§ DATASET:

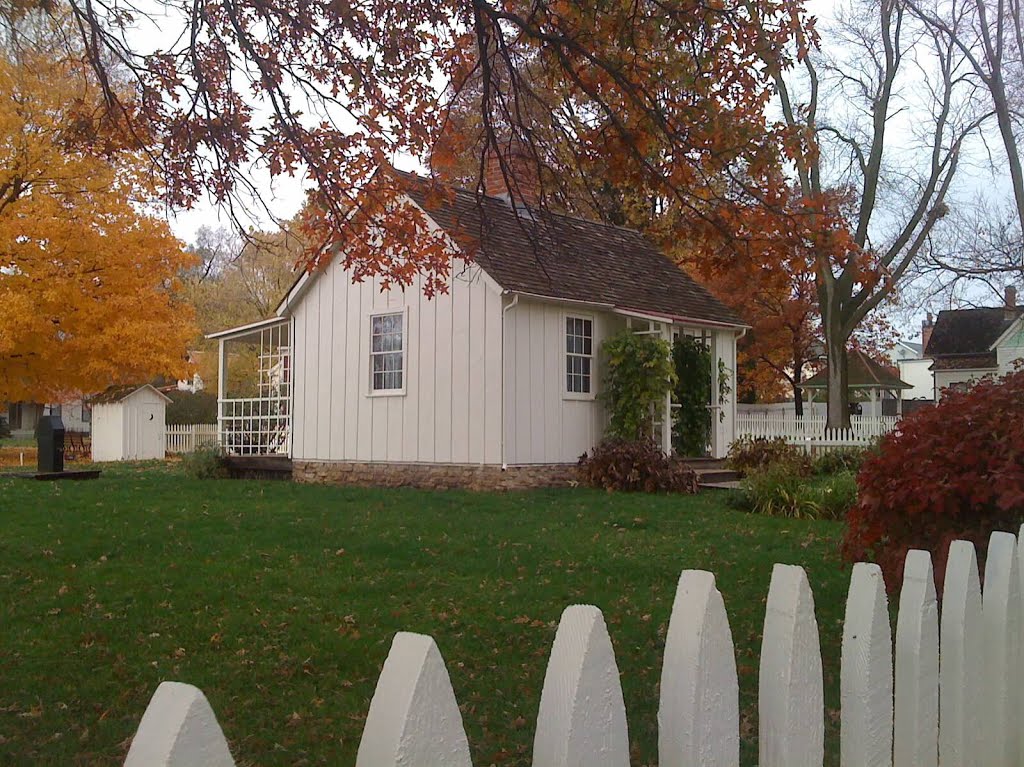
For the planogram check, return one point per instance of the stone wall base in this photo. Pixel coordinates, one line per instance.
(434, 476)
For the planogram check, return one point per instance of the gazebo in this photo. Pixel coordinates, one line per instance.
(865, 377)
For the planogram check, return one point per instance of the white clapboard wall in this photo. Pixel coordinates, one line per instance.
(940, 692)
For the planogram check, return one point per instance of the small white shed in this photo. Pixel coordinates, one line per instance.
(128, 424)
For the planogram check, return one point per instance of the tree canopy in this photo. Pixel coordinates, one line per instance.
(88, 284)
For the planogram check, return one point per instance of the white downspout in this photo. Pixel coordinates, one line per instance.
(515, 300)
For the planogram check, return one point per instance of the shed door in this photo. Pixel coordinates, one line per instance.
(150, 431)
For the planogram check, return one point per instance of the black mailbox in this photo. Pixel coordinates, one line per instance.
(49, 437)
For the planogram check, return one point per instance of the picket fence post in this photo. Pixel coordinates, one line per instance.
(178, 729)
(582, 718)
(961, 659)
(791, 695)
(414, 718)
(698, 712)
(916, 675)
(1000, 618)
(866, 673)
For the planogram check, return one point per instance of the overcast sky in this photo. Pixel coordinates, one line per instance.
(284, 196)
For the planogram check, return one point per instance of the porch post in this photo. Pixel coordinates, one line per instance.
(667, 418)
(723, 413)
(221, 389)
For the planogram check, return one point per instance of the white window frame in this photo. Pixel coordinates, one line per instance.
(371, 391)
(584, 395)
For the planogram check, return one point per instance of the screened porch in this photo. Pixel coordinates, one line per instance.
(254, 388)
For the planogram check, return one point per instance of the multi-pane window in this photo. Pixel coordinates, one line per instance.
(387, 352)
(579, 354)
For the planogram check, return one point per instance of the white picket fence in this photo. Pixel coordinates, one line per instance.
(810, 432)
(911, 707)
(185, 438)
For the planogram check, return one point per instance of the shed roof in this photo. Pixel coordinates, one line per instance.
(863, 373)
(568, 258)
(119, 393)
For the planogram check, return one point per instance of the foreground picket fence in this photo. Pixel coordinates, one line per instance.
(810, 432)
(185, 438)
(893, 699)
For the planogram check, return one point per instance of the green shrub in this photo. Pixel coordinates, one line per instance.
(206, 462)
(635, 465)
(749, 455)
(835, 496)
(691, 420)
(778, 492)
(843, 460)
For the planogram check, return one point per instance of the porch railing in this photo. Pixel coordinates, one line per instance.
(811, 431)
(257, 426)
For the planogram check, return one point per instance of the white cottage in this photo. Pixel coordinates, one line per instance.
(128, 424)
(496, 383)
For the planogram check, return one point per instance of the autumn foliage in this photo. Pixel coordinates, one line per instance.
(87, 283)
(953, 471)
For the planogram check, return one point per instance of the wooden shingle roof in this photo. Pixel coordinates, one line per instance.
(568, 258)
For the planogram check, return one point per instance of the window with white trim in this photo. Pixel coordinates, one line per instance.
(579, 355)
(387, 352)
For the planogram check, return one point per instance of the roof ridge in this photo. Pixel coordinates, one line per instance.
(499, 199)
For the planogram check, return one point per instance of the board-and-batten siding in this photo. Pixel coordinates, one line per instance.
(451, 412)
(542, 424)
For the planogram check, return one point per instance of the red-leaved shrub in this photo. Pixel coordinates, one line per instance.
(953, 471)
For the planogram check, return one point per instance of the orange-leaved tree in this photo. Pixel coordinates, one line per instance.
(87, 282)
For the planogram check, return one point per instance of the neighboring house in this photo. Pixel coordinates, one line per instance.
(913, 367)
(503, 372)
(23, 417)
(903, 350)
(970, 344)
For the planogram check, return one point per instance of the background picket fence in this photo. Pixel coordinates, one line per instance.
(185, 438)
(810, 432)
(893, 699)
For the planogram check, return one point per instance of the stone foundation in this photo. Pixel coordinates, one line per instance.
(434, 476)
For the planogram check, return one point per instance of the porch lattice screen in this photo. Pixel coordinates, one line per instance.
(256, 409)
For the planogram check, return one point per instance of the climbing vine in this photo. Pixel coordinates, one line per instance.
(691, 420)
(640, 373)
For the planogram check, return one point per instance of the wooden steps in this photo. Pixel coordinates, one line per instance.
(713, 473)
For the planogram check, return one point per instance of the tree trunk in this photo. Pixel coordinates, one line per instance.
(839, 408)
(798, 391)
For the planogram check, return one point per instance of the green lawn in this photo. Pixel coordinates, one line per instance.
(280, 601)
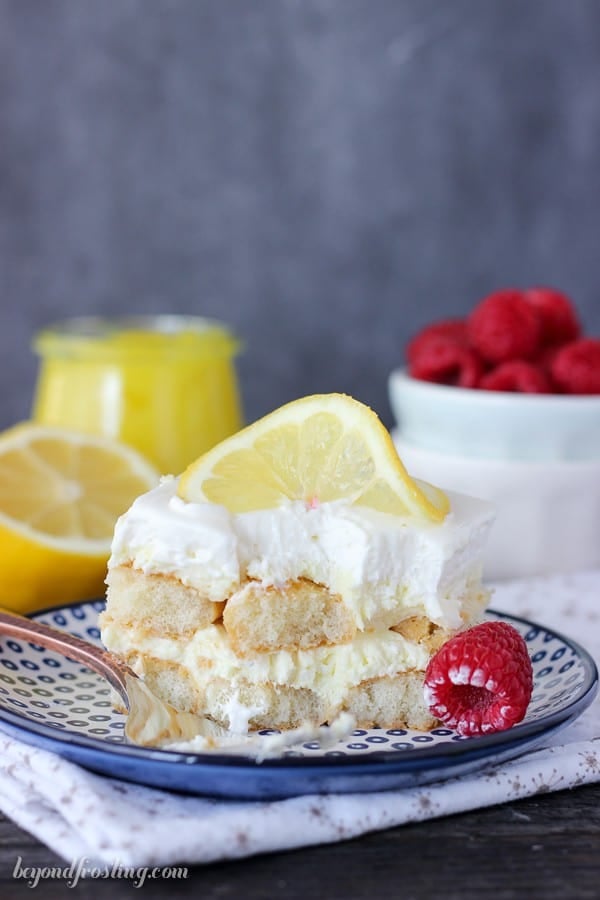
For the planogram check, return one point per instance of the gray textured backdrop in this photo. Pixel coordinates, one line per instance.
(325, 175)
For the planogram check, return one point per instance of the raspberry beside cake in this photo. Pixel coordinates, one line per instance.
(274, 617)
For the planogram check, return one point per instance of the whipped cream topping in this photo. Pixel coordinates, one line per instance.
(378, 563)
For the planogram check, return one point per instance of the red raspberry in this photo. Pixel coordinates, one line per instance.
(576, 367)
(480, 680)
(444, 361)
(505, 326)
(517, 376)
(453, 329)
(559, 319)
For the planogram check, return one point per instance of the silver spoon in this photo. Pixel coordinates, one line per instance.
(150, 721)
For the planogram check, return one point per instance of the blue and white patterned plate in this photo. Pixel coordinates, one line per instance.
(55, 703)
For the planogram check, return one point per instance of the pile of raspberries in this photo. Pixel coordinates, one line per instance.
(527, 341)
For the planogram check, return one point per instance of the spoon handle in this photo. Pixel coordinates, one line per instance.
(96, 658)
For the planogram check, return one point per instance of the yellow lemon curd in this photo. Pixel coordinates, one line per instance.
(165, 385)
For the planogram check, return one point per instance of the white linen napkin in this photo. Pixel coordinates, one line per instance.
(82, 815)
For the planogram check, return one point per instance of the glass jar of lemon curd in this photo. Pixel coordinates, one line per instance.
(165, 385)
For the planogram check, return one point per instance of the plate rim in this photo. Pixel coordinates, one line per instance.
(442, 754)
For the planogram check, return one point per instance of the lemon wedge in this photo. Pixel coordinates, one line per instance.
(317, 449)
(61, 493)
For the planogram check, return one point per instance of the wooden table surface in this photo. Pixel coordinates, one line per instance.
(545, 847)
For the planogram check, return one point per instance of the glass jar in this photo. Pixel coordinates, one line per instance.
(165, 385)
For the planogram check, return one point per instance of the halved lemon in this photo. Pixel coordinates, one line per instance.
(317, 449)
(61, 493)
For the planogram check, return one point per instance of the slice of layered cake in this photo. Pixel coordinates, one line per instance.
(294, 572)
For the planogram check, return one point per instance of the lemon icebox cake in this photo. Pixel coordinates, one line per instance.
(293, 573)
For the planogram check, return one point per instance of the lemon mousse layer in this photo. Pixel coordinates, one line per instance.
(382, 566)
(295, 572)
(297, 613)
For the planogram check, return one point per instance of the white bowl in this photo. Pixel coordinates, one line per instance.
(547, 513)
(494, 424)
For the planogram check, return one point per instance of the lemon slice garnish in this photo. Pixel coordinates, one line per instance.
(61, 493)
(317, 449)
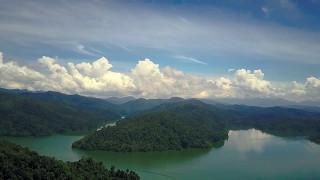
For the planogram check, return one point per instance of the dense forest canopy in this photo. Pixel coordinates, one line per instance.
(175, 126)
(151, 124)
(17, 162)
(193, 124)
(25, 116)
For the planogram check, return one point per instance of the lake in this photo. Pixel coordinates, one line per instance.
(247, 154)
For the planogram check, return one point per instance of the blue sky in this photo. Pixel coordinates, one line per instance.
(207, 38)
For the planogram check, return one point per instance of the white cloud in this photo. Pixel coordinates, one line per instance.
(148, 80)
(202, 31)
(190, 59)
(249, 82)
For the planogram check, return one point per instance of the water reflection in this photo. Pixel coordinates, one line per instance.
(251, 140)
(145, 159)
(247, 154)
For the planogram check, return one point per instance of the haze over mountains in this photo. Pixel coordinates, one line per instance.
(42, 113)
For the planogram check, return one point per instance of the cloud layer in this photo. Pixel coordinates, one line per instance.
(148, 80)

§ WHAT YOU NEED TO DO: What is needed is an exact printout of all the entries, without the pictures.

§ RESULT BELOW:
For the planogram check, return one point per instance of the stone wall base in this photo. Pixel coordinates, one line per instance.
(434, 476)
For the planogram check, return one point per instance of the gazebo in this photo. Pixel coordinates, one line per instance.
(865, 377)
For the planogram check, return one point per instance of the white clapboard wall in this photo. Pixel coordinates, one line per instance.
(940, 692)
For the planogram check, return one point per instance of the small white shed in this photo. Pixel coordinates, one line per instance.
(128, 424)
For the planogram check, return one point per instance of the tree canopy in this photo. Pixel coordinates, one line per instance.
(88, 284)
For the planogram check, return one point per instance of the white downspout in this photo. Pixel coordinates, one line per instance.
(515, 300)
For the planogram check, return one point per instance of the shed door in this photo. Pixel coordinates, one line per instance.
(150, 431)
For the planogram check, return one point per instance of the black mailbox in this photo. Pixel coordinates, one line per instance.
(49, 437)
For the planogram check, return one point per instance of the picket fence post in this photo. Pixel coordinates, one line per instance.
(178, 729)
(582, 718)
(961, 659)
(791, 695)
(414, 718)
(698, 712)
(916, 675)
(1000, 618)
(866, 673)
For the planogram check, return one point per instance of the overcast sky in this photo. Pixel coordinates, one line per instance.
(284, 196)
For the planogram check, return one point per instance of the porch post in this photo. Pixel coordinates, one line per instance.
(667, 418)
(723, 413)
(221, 389)
For the planogram check, return one point per instance of the white window frame in this photo. Pixel coordinates, one line per instance.
(371, 391)
(584, 395)
For the planogram check, return one point per instance of the screened porch in this photo. Pixel coordinates, one line per instance.
(254, 388)
For the planogram check, return one point per instance of the multi-pane window in this photo. Pixel coordinates, one line per instance.
(387, 352)
(579, 354)
For the planogram check, return one point per instance of the white picket fence in this photo. Pixel coordinates, one line per instance.
(810, 432)
(911, 707)
(185, 438)
For the planogram check, return one point per instance of the shed roof in this photo. Pixel coordinates, one line per instance.
(863, 373)
(568, 258)
(119, 393)
For the planogram check, return one point per instance of the foreground picket fence in this photo. Pixel coordinates, one line per instance.
(810, 432)
(185, 438)
(893, 699)
For the planogram check, return one point per instance of the green shrub in this photo. Pixel coordinates, one line per instance.
(206, 462)
(635, 465)
(749, 455)
(835, 496)
(691, 420)
(778, 492)
(843, 460)
For the planogram check, return one point per instance of the porch railing in this photo. Pixel coordinates, one line per instance.
(811, 431)
(257, 426)
For the planogram check, return one point per instance of the white cottage in this photo. Pixel coordinates, one line per instance.
(128, 424)
(496, 383)
For the planogram check, return one point per instance of the autumn foliage in this photo. Pixel coordinates, one line per instance.
(87, 283)
(953, 471)
For the planogram check, return one point per instance of the wooden shingle roof in this photo. Pixel coordinates, one line per instance.
(568, 258)
For the planogram check, return one point per instance of the window with white trim in this photo. Pixel coordinates, one line per instance.
(579, 355)
(387, 352)
For the planogram check, return one point per instance of the roof ridge in this photo. Pixel coordinates, one line per instance.
(499, 199)
For the planogram check, return one point per instance of the board-and-batten siding in this photo. Pixel coordinates, one line per instance.
(451, 412)
(542, 424)
For the planogram check, return one point per instance of the red-leaved shrub in this photo. Pixel coordinates, one line per instance.
(953, 471)
For the planogram check, return one point per instance of the orange-leaved tree in this photo. Pixel coordinates, one line per instance.
(87, 282)
For the planogram check, return one point per instance of the neighboring house in this photo. Pixel coordinates, one line per instance.
(913, 367)
(503, 372)
(23, 417)
(903, 350)
(970, 344)
For the planogram check, return one point per instance of the background picket fence in this photo. Pixel coordinates, one line per instance.
(185, 438)
(810, 432)
(893, 699)
For the planogram check, return one point per instance of the stone foundation in this photo. Pixel coordinates, one line per instance.
(434, 476)
For the planogram check, return one point per instance of the porch lattice screen in this photo. Pixel coordinates, one line per instance.
(256, 409)
For the planogram check, return one point per instance of the climbing vine in this photo. Pixel coordinates, one line per instance.
(691, 420)
(640, 373)
For the planogram check, return one point per instance of the wooden steps in this photo. Pixel coordinates, one line per instance.
(713, 473)
For the planogram check, return one point per instance of the tree trunk in this photo. Pixel coordinates, one line per instance.
(839, 408)
(798, 391)
For the planogram check, return one point per instance of the green lawn in this photo. Pixel coordinates, one line per instance.
(280, 601)
For the planogram check, return one point per instance of the gray textured backdrop in this photo. Pixel coordinates, one line per instance.
(325, 175)
For the planogram check, return one point per instance of the raspberry beside cake in this photo. Pixel coordinates, one line per instance.
(274, 617)
For the planogram check, return one point per instance of the whipped cream topping in this photo. Pixel coordinates, one line per instance.
(378, 563)
For the planogram check, return one point per instance of the red raspberry in this photo. Pixel coordinates, one line per instance.
(576, 367)
(480, 680)
(444, 361)
(505, 326)
(517, 376)
(453, 329)
(559, 319)
For the planogram check, return one point per instance of the silver spoon in this photo. Pixel coordinates, one line per instance.
(150, 721)
For the planogram check, return one point per instance of the blue and white patterned plate in this photo. Pixel coordinates, one line per instance.
(55, 703)
For the planogram check, return one point per instance of the pile of raspberries in this photo. Pixel coordinates, one line per instance.
(527, 341)
For the planogram check, return one point per instance of the spoon handle in this photo. Pixel coordinates, one line per instance.
(96, 658)
For the planogram check, return one point per instance of the yellow lemon curd in this photo. Pixel coordinates, one line per instance.
(165, 385)
For the planogram check, return one point per instance of the white linen napkin in this photo. Pixel coordinates, one line per instance.
(82, 815)
For the planogram check, return one point per instance of the glass jar of lemon curd in this photo. Pixel coordinates, one line per instance.
(165, 385)
For the planogram check, return one point per instance of the plate rim in this photo. Pixel coordinates, one line per instance.
(442, 754)
For the planogram check, return one point per instance of the lemon wedge in this photo. Pixel coordinates, one line per instance.
(317, 449)
(61, 493)
For the planogram check, return one point per instance of the wooden table surface in this photo. Pixel coordinates, one line per instance.
(545, 847)
For the planogram check, return one point per instance of the glass jar in this photo. Pixel coordinates, one line per instance.
(165, 385)
For the planogram check, return one point per instance of the halved lemon in this photo. Pixel coordinates, one line per instance.
(317, 449)
(61, 493)
For the planogram check, return one point per instance of the slice of layered cake in this photo. Pixel coordinates, one line per instance.
(294, 572)
For the planogram check, return one point per instance of the lemon icebox cake in this photo. Pixel coordinates, one line per instance.
(293, 573)
For the planogram check, return one point per instance of the lemon mousse layer in this photo. Pixel coordinates, one line per instance.
(382, 566)
(295, 572)
(297, 613)
For the planogram check, return one point per instance of the white bowl in this photo. Pixel coordinates, one line per instance.
(547, 513)
(494, 424)
For the planogram check, return one point per instance of the lemon slice garnish in this photo. Pixel coordinates, one line per instance.
(61, 493)
(317, 449)
For the planogram check, return one point per instance of the dense forest canopy in this photo. Pixel coordinates, one line per instance.
(175, 126)
(151, 124)
(17, 162)
(193, 124)
(25, 116)
For the planogram check, return one point per instance of the lake in this photo. Pixel coordinates, one line per instance.
(247, 154)
For the planogram check, return one point per instance of the blue sky in this photo. Pixel coordinates, one line per instance.
(207, 38)
For the planogram check, return one point per instance of the white cloud in this photo. Pixel coordinates, one line per instance.
(148, 80)
(202, 31)
(190, 59)
(249, 82)
For the planogram check, return one point per instance of the water reflection in this photo. Pixel coordinates, one line per instance.
(251, 140)
(145, 159)
(247, 154)
For the planogram check, return one point per instance of the haze over mountains in this photo. Pixel coordinates, one line per instance.
(42, 113)
For the planogram check, return one point per instance of the cloud layer in this photo. Pixel coordinates, one line per instance.
(148, 80)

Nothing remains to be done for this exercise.